_REQUIREMENTS_
Convert everything below from the line containing "Indicate a point on each instance of the white" down to the line containing "x=917, y=755", both included, into a JSON list of strings with one string per line and no blank lines. Leave the pictures out of the result.

[Dataset entries about object locations]
☆ ☆ ☆ ☆ ☆
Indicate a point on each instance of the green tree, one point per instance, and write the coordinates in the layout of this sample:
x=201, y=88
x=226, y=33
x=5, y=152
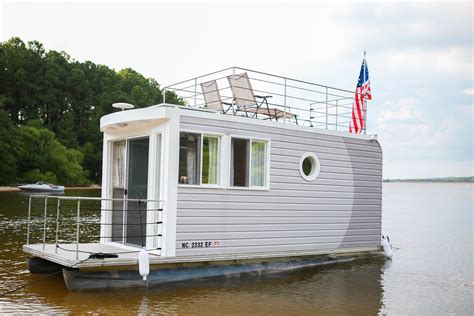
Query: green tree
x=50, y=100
☆ ☆ ☆ ☆ ☆
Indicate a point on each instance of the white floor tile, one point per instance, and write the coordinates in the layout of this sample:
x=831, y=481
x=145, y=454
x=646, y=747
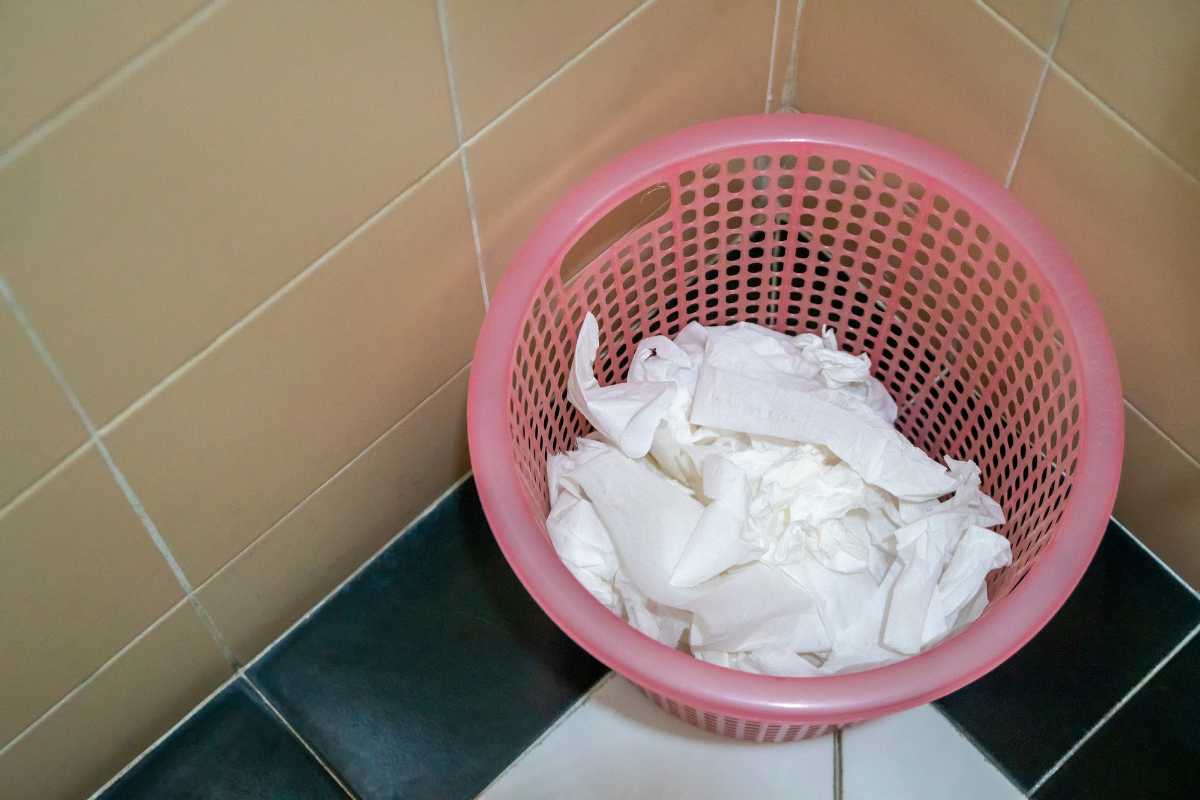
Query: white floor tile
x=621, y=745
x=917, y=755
☆ ☆ ☆ ☆ ☆
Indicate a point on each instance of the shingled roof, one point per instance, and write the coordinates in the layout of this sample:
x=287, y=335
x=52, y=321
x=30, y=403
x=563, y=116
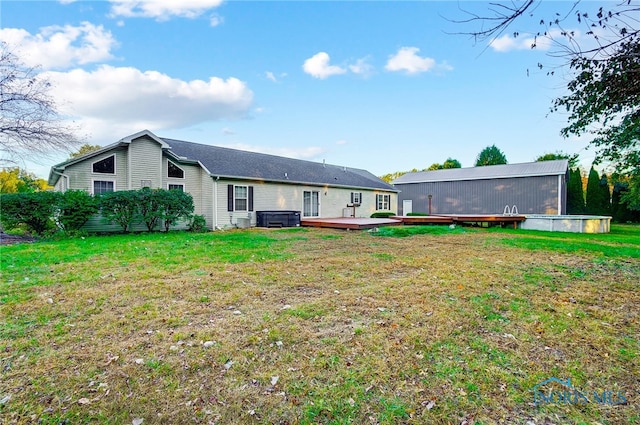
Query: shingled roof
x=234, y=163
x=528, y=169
☆ ☆ ☆ ☆ ☆
_EXERCISE RESPONSE_
[
  "Indicate a point on each instance of the white floor tile, one point per instance, and write the coordinates in the layout of this sample:",
  "x=831, y=481",
  "x=145, y=454",
  "x=646, y=747",
  "Query: white floor tile",
  "x=621, y=745",
  "x=917, y=755"
]